• _Input records_:
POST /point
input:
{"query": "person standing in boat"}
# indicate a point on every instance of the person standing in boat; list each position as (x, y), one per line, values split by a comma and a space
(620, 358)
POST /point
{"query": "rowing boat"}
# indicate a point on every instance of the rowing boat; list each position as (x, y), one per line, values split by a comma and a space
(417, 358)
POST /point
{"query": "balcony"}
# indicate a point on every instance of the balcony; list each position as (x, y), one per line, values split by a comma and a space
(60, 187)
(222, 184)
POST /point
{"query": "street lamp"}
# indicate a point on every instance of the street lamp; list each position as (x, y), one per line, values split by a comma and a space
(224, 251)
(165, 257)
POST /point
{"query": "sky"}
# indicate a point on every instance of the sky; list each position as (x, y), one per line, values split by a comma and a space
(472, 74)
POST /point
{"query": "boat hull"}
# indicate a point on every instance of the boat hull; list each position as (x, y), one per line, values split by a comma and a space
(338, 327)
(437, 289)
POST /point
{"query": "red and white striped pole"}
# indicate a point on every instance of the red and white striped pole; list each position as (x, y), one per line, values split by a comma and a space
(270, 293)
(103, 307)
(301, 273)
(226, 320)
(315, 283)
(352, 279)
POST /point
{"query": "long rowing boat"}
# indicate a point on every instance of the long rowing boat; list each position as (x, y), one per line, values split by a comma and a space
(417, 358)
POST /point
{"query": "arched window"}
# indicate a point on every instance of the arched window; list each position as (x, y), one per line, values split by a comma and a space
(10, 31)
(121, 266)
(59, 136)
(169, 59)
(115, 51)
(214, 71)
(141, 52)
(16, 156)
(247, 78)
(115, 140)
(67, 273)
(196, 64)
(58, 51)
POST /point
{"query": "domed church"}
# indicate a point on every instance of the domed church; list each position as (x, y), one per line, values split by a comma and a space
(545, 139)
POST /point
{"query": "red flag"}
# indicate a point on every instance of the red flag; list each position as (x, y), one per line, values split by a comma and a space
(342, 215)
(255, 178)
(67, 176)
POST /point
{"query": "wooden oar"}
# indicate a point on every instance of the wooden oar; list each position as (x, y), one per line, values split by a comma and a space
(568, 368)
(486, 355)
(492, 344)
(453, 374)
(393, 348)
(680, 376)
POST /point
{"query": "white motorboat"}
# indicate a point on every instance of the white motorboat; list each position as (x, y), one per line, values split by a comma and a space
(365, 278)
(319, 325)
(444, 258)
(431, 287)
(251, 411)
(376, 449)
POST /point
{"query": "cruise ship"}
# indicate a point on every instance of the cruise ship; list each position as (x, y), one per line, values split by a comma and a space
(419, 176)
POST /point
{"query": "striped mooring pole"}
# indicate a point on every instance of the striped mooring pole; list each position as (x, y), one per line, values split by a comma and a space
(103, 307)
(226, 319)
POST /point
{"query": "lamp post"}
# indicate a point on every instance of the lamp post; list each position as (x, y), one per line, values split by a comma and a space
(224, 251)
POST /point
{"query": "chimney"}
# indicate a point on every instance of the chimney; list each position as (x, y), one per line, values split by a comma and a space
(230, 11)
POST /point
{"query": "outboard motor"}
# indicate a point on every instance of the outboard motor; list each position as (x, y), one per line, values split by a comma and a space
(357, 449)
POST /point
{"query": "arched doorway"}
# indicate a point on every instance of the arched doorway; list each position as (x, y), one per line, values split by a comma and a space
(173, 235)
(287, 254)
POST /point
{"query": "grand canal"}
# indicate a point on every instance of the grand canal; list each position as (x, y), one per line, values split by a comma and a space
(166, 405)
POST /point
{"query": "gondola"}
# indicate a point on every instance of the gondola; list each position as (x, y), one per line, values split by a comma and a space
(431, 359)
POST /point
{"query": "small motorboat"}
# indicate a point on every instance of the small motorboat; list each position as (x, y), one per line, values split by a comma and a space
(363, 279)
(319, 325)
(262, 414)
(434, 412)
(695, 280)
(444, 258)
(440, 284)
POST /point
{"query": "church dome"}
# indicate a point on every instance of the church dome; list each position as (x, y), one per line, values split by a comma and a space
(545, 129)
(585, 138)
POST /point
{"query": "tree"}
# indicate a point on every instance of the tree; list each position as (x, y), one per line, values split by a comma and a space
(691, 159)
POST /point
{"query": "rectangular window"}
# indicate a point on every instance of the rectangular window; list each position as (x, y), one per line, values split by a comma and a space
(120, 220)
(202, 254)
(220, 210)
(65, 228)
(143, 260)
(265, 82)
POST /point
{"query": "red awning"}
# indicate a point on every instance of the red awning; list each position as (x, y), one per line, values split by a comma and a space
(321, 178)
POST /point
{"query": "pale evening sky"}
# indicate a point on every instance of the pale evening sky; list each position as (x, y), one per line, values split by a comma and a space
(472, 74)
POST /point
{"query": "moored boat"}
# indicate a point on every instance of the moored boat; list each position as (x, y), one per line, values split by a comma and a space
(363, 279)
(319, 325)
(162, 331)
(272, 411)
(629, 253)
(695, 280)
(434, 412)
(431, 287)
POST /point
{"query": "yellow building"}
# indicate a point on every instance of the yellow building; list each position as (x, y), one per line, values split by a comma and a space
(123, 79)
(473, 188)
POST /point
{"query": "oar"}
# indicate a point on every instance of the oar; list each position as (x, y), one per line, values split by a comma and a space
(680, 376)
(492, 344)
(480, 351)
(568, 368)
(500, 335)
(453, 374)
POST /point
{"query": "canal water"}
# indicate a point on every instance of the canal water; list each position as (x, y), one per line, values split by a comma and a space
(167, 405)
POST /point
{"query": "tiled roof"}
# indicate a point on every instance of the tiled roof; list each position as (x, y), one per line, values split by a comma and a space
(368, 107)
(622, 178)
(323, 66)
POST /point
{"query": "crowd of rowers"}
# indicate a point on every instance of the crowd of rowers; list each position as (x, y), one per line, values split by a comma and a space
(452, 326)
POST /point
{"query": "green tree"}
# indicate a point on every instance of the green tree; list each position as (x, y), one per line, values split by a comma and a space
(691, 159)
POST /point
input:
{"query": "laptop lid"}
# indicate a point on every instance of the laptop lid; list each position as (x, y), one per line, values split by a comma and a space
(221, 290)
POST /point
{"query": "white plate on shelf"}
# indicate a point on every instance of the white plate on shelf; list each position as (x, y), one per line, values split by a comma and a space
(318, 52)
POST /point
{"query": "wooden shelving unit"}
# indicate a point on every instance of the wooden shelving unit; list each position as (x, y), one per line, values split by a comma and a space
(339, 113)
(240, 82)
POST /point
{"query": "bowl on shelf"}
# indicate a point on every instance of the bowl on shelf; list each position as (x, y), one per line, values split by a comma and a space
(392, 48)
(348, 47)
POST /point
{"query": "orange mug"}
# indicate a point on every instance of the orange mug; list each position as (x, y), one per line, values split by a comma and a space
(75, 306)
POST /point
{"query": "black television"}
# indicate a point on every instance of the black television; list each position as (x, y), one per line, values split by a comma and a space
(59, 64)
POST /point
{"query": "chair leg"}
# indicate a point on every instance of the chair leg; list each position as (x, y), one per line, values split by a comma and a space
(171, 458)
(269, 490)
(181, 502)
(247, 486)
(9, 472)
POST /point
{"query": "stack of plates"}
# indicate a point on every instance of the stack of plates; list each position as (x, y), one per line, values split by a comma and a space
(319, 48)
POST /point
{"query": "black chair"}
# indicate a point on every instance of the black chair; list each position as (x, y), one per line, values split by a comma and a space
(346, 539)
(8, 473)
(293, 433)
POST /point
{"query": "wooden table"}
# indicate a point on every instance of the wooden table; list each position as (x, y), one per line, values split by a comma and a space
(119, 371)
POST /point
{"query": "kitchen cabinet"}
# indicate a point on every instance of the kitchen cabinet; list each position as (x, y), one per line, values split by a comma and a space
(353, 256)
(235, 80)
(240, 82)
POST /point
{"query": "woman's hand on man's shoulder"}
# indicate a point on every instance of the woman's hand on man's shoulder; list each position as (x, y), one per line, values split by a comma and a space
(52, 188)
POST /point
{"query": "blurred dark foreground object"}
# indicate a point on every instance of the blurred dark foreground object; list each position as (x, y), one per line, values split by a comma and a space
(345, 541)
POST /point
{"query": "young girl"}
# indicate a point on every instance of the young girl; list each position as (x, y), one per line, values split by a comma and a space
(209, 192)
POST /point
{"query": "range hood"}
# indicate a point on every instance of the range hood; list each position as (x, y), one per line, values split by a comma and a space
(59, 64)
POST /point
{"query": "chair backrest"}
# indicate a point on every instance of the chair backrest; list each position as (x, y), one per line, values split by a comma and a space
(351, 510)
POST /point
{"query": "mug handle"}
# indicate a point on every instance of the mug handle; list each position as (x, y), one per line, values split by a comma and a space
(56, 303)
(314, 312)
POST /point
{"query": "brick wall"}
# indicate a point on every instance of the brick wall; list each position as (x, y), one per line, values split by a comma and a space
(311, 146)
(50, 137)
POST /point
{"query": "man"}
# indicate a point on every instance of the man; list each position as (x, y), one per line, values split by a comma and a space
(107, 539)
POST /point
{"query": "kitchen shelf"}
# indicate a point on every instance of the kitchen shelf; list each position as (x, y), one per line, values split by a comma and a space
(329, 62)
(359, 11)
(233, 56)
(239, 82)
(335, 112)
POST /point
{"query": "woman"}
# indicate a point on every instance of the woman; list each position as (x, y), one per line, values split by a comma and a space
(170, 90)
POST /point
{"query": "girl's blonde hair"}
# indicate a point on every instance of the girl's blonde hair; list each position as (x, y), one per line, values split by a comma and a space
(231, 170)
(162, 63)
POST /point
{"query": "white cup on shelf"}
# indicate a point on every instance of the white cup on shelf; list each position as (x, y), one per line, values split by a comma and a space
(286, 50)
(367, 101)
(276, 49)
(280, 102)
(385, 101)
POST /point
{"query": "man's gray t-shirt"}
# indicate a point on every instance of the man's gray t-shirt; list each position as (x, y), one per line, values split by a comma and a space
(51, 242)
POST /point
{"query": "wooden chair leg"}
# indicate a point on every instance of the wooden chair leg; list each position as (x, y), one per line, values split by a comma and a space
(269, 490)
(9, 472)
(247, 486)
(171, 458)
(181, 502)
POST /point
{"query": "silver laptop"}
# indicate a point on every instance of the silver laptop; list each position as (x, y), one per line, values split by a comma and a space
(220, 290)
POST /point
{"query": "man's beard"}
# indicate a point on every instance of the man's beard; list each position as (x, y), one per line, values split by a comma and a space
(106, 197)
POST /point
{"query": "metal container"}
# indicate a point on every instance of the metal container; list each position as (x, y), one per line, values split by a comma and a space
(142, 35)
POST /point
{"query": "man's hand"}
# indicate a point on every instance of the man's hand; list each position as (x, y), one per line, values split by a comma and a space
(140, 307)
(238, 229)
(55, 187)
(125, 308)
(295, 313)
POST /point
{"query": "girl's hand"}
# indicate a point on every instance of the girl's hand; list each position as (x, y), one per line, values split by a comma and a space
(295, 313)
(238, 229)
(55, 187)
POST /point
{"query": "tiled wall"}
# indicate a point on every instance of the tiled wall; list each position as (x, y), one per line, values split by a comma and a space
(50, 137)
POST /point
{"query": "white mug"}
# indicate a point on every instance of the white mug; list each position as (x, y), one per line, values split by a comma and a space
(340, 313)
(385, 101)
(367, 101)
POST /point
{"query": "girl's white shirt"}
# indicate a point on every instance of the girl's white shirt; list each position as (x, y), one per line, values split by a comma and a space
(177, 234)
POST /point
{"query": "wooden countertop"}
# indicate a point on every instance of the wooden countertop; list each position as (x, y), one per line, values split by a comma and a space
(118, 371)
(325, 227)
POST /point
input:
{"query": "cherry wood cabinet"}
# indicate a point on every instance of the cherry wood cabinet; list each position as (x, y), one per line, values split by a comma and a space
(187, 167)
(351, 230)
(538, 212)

• _Your goal_:
How many lines in the data above contain the string "backrest"? Reply with the number alone.

• _Task answer_:
2